__PROBLEM TO SOLVE__.
Give every line of the records exactly, please, from the first up to and including the one containing "397L224 426L353 546L358".

__GIVEN ENTRIES__.
☆ ☆ ☆ ☆

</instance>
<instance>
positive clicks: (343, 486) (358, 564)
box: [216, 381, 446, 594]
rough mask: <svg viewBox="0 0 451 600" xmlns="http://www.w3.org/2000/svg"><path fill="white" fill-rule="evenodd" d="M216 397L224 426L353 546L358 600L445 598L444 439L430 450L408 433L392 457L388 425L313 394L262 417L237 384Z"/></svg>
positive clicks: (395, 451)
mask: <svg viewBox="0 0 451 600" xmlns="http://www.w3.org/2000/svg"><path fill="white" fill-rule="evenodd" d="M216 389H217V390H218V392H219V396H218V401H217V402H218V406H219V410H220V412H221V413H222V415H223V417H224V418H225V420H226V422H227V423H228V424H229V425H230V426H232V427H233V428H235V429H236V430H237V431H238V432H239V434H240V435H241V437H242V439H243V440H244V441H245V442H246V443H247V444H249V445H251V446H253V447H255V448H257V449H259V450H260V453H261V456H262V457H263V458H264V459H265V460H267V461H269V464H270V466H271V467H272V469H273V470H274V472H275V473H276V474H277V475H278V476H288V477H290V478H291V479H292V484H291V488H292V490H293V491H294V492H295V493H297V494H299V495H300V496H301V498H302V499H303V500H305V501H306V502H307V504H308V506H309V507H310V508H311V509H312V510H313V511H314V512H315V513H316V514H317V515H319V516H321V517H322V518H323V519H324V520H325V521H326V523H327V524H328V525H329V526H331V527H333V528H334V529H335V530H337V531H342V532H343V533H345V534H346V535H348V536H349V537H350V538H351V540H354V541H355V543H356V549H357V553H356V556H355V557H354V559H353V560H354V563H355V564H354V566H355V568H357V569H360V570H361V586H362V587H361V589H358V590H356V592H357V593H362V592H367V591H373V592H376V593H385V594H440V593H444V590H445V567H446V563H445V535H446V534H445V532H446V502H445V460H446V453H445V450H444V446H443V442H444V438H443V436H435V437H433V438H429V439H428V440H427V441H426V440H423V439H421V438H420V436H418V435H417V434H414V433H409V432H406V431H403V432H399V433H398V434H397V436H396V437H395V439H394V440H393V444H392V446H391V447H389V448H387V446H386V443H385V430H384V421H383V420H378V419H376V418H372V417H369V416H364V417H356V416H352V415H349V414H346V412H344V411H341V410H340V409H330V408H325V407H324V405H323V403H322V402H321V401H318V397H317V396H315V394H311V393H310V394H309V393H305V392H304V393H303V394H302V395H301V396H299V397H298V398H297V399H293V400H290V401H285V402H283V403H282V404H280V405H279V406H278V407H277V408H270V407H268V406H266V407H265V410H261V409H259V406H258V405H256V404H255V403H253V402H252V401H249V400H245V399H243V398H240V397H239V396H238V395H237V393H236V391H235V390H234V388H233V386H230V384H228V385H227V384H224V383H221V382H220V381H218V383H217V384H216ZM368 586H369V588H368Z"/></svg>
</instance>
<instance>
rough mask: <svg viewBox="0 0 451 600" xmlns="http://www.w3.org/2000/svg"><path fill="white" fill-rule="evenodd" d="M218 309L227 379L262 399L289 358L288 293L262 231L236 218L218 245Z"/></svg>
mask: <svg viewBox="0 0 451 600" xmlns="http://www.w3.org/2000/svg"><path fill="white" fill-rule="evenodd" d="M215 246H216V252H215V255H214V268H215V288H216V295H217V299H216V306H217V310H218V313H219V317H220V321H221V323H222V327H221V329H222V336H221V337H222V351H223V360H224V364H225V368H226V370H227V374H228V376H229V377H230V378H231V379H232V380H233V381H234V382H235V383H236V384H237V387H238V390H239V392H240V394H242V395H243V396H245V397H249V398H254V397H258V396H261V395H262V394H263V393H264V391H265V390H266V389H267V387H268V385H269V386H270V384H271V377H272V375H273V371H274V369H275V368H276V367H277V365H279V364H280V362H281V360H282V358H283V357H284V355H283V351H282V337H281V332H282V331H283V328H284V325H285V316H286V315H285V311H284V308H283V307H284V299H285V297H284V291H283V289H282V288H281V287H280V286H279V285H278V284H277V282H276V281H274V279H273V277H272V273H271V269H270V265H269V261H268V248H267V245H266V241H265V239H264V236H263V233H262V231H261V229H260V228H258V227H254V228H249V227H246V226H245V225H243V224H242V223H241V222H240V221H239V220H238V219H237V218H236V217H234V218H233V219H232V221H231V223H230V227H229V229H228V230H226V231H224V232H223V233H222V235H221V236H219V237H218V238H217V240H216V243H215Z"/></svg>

☆ ☆ ☆ ☆

__EXERCISE RESULT__.
</instance>
<instance>
positive clicks: (343, 486) (358, 564)
box: [216, 381, 446, 594]
rough mask: <svg viewBox="0 0 451 600" xmlns="http://www.w3.org/2000/svg"><path fill="white" fill-rule="evenodd" d="M216 397L224 426L353 546L358 600L445 598L444 439L430 450L408 433L392 457L388 425L313 394L262 417L237 384Z"/></svg>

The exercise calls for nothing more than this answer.